Énoncé détaillé:
Recopiez fidèlement l'extrait du passage fourni qui commence par « Papi était quelqu’un » et se poursuit jusqu'à « les places publiques. ».

Aujourd’hui, on est là pour dire au revoir à un être qui, pour beaucoup de personnes qui l’ont connu, peut être qualifié, sans exagération, de merveilleux. Il était tour à tour conteur, musicien, psychologue, pepsicologue et anisetologue. Mais il était avant tout un ami, un frère, un oncle, un père et un grand-père très aimé.
Papi était quelqu’un au caractère bien trempé, tout en étant sensible, taquin et plein de malice. Sa grand-mère le surnommait le terrible ou le voyou en espagnol. L’amitié était pour lui une valeur fondamentale, renforcée par sa longue et riche expérience de Scout. Il était un grand aventurier. Rappelez-vous qu’il était parti faire le tour de France en auto-stop à même pas 20 ans et que, fauché, il avait réussi à se payer la suite de son voyage en jouant de la guitare sur les places publiques.
S’il était merveilleux, il était aussi mer-veilleur. Comme le dit Frédéric, son filleul, dans un message qui nous a touché : « il était un véritable amoureux de la mer. Sur ses voiliers, il nous emmenait voguer au gré des vents. Chaque sortie en mer était une aventure. […] Aujourd’hui, la mer semble un peu plus calme, mais son rire et ses chansons résonneront toujours dans nos cœurs ».

Données fournies:
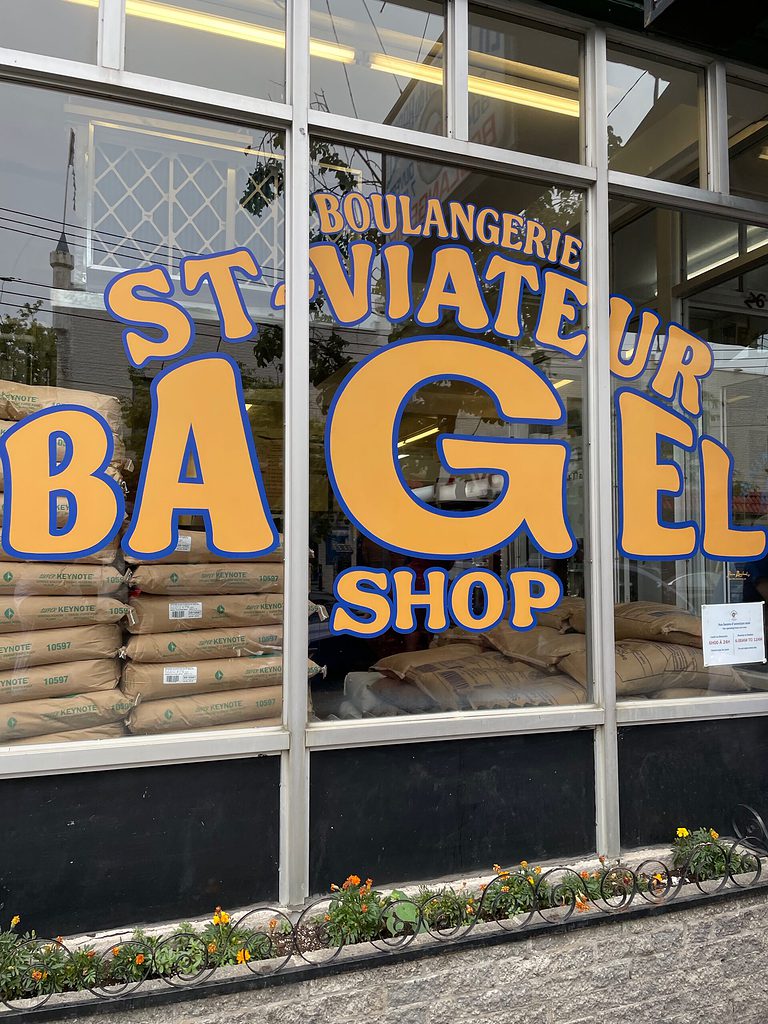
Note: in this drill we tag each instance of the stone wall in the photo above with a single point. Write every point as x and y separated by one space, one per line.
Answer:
704 962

Corrigé proposé:
Papi était quelqu’un au caractère bien trempé, tout en étant sensible, taquin et plein de malice. Sa grand-mère le surnommait le terrible ou le voyou en espagnol. L’amitié était pour lui une valeur fondamentale, renforcée par sa longue et riche expérience de Scout. Il était un grand aventurier. Rappelez-vous qu’il était parti faire le tour de France en auto-stop à même pas 20 ans et que, fauché, il avait réussi à se payer la suite de son voyage en jouant de la guitare sur les places publiques.